Copy every line verbatim from the line containing "Mark the region of every instance of the background" through the end of the entries, with the first and last lines both included.
# # # # #
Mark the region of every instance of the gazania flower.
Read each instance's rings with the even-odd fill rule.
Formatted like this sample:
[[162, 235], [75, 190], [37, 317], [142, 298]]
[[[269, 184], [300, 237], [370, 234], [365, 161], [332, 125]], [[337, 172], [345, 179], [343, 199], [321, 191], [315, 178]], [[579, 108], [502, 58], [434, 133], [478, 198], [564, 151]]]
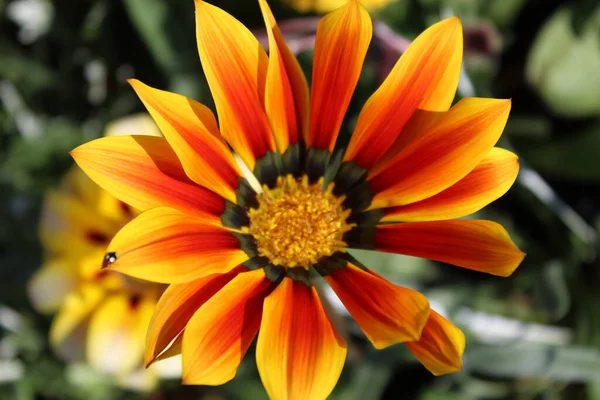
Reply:
[[[159, 134], [153, 125], [146, 116], [129, 117], [111, 124], [107, 134], [140, 126]], [[144, 338], [164, 286], [98, 265], [115, 233], [138, 214], [73, 168], [45, 199], [40, 238], [46, 260], [29, 283], [29, 295], [40, 312], [58, 311], [50, 342], [59, 355], [85, 358], [124, 386], [149, 389], [157, 371], [143, 369]]]
[[[347, 0], [285, 0], [289, 5], [300, 12], [315, 11], [326, 13], [342, 7]], [[394, 0], [363, 0], [361, 4], [368, 10], [377, 10], [385, 7]]]
[[460, 330], [422, 294], [346, 249], [510, 275], [524, 255], [500, 225], [454, 220], [515, 180], [517, 157], [494, 147], [510, 101], [467, 98], [450, 108], [462, 35], [457, 18], [442, 21], [365, 104], [336, 165], [369, 14], [352, 0], [321, 20], [309, 106], [304, 75], [259, 3], [269, 56], [240, 22], [196, 0], [218, 125], [196, 101], [132, 80], [165, 139], [103, 138], [72, 152], [100, 186], [144, 211], [115, 236], [105, 266], [170, 284], [150, 323], [146, 362], [181, 349], [184, 383], [218, 385], [234, 377], [258, 335], [256, 361], [271, 398], [325, 398], [346, 342], [312, 286], [320, 275], [376, 348], [403, 342], [434, 374], [461, 369]]

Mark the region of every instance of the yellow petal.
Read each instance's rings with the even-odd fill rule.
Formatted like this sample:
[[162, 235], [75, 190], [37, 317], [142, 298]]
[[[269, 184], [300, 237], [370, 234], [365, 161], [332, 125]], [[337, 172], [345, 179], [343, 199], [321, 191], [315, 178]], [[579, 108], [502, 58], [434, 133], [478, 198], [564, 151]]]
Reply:
[[479, 211], [510, 189], [519, 173], [519, 159], [494, 147], [477, 167], [448, 189], [416, 203], [385, 209], [388, 221], [440, 221]]
[[167, 206], [189, 215], [212, 216], [213, 223], [221, 224], [225, 200], [192, 182], [163, 138], [101, 138], [71, 155], [94, 182], [140, 211]]
[[161, 283], [185, 283], [226, 273], [248, 260], [232, 232], [202, 218], [159, 207], [142, 213], [117, 233], [110, 269]]
[[308, 147], [333, 150], [372, 35], [371, 17], [356, 0], [327, 14], [317, 28]]
[[231, 15], [196, 0], [196, 38], [221, 133], [251, 170], [275, 150], [264, 110], [268, 58], [254, 35]]
[[510, 100], [466, 98], [406, 146], [379, 174], [369, 176], [371, 209], [431, 197], [471, 172], [496, 144]]
[[384, 225], [375, 250], [428, 258], [492, 275], [509, 276], [525, 253], [492, 221], [451, 220]]
[[462, 371], [465, 335], [446, 318], [431, 310], [421, 339], [406, 347], [432, 374]]
[[315, 288], [284, 278], [265, 299], [256, 363], [271, 399], [327, 398], [346, 347]]
[[458, 85], [462, 48], [457, 17], [419, 35], [360, 112], [344, 161], [371, 168], [417, 110], [447, 111]]
[[324, 277], [377, 349], [418, 339], [429, 315], [421, 293], [352, 264]]
[[265, 108], [277, 149], [284, 154], [290, 144], [306, 137], [308, 84], [298, 60], [285, 44], [266, 0], [259, 0], [269, 35], [269, 67]]
[[264, 270], [244, 272], [196, 311], [183, 332], [183, 383], [222, 385], [233, 379], [272, 286]]
[[[146, 335], [145, 364], [149, 365], [185, 329], [190, 318], [242, 268], [226, 274], [214, 274], [179, 285], [170, 285], [162, 294]], [[181, 335], [180, 335], [181, 336]]]
[[186, 174], [235, 203], [241, 172], [212, 112], [185, 96], [151, 88], [135, 79], [129, 83], [179, 157]]

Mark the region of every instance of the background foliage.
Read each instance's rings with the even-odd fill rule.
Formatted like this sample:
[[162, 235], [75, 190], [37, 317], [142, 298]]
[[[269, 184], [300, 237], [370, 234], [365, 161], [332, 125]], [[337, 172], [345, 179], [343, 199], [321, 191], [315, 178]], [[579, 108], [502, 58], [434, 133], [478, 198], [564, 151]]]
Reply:
[[[256, 2], [213, 3], [262, 28]], [[300, 17], [271, 3], [280, 20]], [[42, 257], [40, 202], [71, 165], [67, 152], [100, 136], [109, 121], [142, 111], [125, 80], [135, 76], [212, 105], [193, 7], [192, 0], [0, 0], [1, 399], [265, 398], [251, 354], [221, 388], [118, 389], [52, 355], [49, 320], [25, 295]], [[520, 155], [521, 173], [481, 216], [503, 223], [528, 257], [502, 279], [361, 254], [390, 279], [425, 291], [465, 330], [465, 371], [434, 378], [401, 346], [373, 351], [344, 320], [352, 346], [332, 398], [600, 399], [600, 4], [402, 0], [375, 18], [412, 39], [451, 14], [465, 28], [468, 78], [460, 95], [513, 99], [501, 146]], [[345, 135], [397, 56], [375, 41]], [[310, 60], [303, 52], [308, 75]]]

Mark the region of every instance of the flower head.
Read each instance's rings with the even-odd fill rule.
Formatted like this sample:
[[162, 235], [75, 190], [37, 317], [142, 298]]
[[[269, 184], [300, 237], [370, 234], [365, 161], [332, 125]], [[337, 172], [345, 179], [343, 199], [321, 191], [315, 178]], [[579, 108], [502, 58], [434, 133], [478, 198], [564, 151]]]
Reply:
# # # # #
_Solution to the exercise_.
Mark the region of every instance of the background foliage.
Read each instance's rings with the even-odd fill rule.
Formatted like this sample:
[[162, 235], [75, 190], [37, 317], [142, 298]]
[[[269, 184], [300, 237], [370, 234], [365, 161], [332, 125]], [[337, 172], [345, 179], [343, 199], [321, 191], [315, 178]], [[579, 108], [502, 58], [434, 133], [478, 198], [564, 151]]]
Reply:
[[[256, 2], [213, 3], [262, 28]], [[300, 17], [271, 3], [280, 20]], [[42, 257], [40, 202], [71, 165], [67, 152], [100, 136], [109, 121], [142, 111], [125, 80], [135, 76], [212, 105], [193, 7], [192, 0], [0, 0], [1, 399], [265, 398], [251, 354], [221, 388], [118, 389], [52, 355], [49, 320], [25, 295]], [[520, 155], [521, 173], [481, 216], [503, 223], [528, 257], [502, 279], [361, 254], [390, 279], [425, 291], [465, 330], [465, 371], [434, 378], [401, 346], [373, 351], [344, 320], [352, 346], [332, 398], [600, 399], [600, 4], [402, 0], [375, 18], [412, 39], [451, 14], [465, 28], [468, 78], [460, 95], [513, 99], [501, 146]], [[345, 135], [397, 56], [375, 41]], [[310, 60], [303, 52], [308, 75]]]

Mark the region of every instance of the flower head.
Read each instance's rings with the even-odd fill rule.
Formatted like this sample:
[[162, 235], [75, 190], [37, 317], [142, 298]]
[[[269, 184], [300, 237], [370, 234], [365, 161], [332, 125]], [[337, 172], [345, 179], [343, 199], [321, 191], [315, 178]], [[579, 108], [502, 58], [434, 133], [478, 198], [564, 151]]]
Reply:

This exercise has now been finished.